Entries from a pointing dataset

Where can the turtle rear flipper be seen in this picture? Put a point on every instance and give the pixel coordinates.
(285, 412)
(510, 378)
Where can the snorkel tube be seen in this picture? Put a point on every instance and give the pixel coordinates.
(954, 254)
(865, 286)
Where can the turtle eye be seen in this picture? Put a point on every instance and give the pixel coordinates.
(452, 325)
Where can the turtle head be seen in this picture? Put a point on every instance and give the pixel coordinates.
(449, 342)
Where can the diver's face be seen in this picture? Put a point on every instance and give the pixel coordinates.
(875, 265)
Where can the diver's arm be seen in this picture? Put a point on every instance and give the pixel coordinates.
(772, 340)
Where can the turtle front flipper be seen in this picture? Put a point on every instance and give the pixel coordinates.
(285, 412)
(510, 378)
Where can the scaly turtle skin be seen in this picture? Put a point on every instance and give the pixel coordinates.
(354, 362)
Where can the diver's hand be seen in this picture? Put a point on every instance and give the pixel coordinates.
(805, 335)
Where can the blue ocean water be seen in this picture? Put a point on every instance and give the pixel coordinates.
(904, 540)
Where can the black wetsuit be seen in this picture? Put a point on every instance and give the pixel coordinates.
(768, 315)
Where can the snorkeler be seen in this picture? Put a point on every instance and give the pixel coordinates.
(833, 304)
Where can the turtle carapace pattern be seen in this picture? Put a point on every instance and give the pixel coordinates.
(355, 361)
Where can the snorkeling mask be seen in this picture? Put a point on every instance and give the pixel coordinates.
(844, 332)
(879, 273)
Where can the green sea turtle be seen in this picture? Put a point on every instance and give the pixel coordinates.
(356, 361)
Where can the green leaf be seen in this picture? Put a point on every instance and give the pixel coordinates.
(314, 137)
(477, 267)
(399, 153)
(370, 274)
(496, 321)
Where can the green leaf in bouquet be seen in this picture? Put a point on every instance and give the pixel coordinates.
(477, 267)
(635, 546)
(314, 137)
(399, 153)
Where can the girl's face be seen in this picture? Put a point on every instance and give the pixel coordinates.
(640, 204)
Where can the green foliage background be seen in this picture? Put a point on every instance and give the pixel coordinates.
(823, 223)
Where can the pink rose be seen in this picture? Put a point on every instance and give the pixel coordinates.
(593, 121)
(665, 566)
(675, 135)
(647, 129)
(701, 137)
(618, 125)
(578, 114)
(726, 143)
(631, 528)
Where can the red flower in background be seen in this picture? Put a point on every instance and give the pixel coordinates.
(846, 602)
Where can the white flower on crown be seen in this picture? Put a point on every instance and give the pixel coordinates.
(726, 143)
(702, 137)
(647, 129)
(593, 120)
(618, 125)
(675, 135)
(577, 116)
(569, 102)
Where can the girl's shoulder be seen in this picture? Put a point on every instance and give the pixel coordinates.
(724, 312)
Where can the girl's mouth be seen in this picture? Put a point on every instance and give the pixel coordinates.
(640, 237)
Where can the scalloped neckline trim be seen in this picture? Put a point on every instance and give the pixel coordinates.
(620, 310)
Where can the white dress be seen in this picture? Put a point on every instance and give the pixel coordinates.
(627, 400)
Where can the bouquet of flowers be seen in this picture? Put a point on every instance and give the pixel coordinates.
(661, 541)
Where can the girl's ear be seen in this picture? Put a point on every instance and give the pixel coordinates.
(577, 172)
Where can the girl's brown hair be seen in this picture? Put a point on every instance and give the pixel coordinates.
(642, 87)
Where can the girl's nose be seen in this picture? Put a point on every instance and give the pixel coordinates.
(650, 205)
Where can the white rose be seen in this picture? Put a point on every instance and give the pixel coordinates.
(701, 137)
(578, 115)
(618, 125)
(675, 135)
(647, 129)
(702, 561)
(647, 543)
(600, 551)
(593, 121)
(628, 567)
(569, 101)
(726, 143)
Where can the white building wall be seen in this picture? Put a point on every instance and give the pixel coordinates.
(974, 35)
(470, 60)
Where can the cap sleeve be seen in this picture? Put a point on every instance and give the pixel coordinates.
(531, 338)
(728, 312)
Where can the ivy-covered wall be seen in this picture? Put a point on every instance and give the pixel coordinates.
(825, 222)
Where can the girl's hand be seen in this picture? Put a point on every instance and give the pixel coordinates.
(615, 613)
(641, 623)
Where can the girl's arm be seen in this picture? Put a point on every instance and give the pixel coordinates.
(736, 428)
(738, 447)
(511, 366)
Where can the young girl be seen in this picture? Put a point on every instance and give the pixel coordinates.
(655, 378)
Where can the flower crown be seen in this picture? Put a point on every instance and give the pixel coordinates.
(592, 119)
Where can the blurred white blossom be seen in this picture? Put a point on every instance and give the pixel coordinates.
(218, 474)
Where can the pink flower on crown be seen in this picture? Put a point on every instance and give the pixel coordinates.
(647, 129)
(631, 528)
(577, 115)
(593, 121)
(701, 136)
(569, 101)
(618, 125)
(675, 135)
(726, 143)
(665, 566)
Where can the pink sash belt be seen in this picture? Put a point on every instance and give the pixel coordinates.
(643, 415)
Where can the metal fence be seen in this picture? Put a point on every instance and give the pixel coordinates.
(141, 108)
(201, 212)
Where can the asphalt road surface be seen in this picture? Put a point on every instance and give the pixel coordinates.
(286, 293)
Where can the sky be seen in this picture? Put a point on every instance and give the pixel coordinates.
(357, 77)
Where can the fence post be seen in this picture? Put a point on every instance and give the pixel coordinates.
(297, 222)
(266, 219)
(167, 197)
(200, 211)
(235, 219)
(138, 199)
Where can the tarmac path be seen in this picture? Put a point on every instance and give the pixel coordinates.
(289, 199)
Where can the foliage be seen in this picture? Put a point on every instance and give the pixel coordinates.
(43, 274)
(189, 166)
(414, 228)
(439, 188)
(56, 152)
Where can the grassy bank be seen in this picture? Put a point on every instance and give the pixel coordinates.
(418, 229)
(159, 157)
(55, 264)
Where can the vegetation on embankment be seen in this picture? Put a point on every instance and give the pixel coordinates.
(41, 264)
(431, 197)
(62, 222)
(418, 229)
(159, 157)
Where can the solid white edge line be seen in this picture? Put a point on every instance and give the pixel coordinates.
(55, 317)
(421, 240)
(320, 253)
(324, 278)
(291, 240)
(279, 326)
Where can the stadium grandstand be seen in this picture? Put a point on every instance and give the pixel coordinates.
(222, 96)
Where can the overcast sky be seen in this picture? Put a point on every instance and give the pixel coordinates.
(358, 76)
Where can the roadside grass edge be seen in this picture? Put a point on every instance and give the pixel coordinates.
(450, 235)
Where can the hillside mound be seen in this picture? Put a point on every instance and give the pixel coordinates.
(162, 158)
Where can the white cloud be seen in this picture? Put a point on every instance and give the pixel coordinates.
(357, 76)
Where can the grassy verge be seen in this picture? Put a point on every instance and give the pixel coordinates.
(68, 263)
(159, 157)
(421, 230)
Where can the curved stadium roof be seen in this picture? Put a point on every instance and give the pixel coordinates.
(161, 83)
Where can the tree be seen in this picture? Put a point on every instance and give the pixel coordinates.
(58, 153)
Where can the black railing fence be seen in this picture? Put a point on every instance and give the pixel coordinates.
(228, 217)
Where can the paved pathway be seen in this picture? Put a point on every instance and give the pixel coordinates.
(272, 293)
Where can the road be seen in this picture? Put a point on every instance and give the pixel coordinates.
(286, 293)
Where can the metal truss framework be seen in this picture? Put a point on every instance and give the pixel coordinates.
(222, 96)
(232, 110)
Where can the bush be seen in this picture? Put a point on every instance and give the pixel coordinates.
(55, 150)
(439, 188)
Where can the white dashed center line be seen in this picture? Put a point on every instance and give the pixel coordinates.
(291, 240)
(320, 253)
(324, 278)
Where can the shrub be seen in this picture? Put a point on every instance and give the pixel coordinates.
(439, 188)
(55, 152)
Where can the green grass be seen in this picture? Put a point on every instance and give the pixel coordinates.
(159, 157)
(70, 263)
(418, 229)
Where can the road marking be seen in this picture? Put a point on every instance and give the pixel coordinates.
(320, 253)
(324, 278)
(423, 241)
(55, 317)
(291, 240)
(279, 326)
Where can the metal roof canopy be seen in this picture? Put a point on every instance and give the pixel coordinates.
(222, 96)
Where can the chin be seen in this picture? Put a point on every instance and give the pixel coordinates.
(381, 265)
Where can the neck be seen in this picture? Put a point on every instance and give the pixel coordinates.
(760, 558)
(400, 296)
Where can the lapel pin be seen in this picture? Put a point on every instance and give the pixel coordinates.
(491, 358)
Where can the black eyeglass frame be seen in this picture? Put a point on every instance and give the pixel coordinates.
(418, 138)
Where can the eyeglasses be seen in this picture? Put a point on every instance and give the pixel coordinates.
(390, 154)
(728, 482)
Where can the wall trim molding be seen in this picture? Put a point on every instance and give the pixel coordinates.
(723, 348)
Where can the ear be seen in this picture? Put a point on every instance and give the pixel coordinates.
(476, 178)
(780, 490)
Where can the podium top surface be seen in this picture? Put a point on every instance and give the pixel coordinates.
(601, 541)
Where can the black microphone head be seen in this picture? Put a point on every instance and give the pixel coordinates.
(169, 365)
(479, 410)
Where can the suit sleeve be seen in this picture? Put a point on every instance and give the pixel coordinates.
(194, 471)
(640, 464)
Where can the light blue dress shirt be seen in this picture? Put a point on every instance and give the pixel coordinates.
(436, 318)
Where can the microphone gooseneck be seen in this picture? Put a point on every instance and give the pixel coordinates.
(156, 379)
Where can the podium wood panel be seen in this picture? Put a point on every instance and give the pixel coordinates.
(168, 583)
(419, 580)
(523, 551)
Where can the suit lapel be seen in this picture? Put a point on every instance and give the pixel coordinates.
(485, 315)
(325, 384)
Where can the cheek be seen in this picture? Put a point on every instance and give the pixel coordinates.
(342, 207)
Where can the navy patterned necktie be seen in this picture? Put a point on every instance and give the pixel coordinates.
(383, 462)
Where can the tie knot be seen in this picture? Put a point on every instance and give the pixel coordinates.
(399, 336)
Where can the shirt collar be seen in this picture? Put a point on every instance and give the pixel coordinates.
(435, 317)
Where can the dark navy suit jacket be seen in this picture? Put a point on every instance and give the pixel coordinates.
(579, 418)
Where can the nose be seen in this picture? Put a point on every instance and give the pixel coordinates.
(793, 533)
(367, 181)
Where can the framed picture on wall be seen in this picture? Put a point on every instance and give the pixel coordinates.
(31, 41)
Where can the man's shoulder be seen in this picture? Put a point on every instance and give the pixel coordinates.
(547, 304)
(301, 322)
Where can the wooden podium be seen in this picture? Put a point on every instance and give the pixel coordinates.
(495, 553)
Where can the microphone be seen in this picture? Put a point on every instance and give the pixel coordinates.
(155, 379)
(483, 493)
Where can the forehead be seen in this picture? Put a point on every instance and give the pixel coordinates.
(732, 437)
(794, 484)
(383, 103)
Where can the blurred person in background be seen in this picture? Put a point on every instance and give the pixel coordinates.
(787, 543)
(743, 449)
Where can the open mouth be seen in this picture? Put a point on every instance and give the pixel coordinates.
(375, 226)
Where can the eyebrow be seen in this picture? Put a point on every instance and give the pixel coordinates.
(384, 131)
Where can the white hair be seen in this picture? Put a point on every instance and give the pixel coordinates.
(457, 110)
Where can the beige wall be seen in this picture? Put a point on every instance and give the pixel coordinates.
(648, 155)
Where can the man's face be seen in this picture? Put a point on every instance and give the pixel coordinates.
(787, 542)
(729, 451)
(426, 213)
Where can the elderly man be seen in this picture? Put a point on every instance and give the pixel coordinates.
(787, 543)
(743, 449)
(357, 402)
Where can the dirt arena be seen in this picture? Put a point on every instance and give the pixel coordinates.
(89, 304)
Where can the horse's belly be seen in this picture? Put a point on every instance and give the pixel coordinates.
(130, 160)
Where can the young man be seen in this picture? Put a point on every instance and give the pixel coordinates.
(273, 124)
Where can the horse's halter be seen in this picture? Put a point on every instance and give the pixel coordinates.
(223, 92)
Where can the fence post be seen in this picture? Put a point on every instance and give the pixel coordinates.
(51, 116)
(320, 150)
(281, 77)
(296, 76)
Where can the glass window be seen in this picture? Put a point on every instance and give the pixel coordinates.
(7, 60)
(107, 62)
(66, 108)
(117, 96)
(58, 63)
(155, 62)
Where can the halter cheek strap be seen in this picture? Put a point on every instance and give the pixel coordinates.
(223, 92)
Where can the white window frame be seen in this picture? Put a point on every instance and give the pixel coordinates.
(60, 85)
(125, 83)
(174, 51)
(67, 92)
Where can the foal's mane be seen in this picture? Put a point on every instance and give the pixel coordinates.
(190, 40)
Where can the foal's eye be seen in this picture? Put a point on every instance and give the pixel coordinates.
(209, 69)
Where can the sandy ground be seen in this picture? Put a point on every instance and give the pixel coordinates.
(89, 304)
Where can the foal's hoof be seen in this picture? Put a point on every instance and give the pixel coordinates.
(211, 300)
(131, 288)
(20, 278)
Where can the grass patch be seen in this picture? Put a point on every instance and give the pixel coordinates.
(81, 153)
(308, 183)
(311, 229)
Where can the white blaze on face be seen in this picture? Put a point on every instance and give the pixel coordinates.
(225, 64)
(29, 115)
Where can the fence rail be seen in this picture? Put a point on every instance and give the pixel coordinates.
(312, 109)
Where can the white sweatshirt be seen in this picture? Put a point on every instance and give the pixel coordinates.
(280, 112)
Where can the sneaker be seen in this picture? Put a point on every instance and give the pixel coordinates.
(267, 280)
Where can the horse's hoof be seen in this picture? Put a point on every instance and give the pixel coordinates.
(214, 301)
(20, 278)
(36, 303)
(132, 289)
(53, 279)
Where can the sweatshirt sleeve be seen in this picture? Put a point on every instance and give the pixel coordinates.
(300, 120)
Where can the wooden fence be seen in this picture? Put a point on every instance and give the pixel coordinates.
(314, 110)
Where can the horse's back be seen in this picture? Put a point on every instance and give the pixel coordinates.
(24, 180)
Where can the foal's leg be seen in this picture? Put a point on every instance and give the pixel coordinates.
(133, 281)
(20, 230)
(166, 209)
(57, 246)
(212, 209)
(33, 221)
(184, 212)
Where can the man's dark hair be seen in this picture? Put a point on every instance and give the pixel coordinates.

REQUEST | Repeat only the stretch of lines that begins at the line containing "Where can the sneaker" and ends at the last line above, both included.

RESULT OF THE EXERCISE |
Where can the sneaker be seen in this picture? Put a point on every instance and give the pixel coordinates.
(267, 280)
Where can the horse's hoof be seen in this picture? Put a point on every instance and give the pixel coordinates.
(214, 301)
(20, 278)
(36, 303)
(132, 289)
(53, 279)
Where can the sweatshirt sleeve be seen in this picture? Put a point on every instance and give the pixel coordinates.
(300, 120)
Where can the wooden fence be seen in this picture? Put a point on every instance and give the pixel coordinates.
(314, 110)
Where can the horse's back be seen in this picture? Put a point on every instance and give the pixel coordinates.
(24, 180)
Where can the foal's leg be seen in this picture? Put a point on every instance and give the pixel coordinates.
(133, 281)
(20, 230)
(166, 209)
(57, 246)
(212, 209)
(33, 221)
(184, 212)
Where can the man's dark hair be seen in this picture? Put a point on every instance and give the pixel coordinates.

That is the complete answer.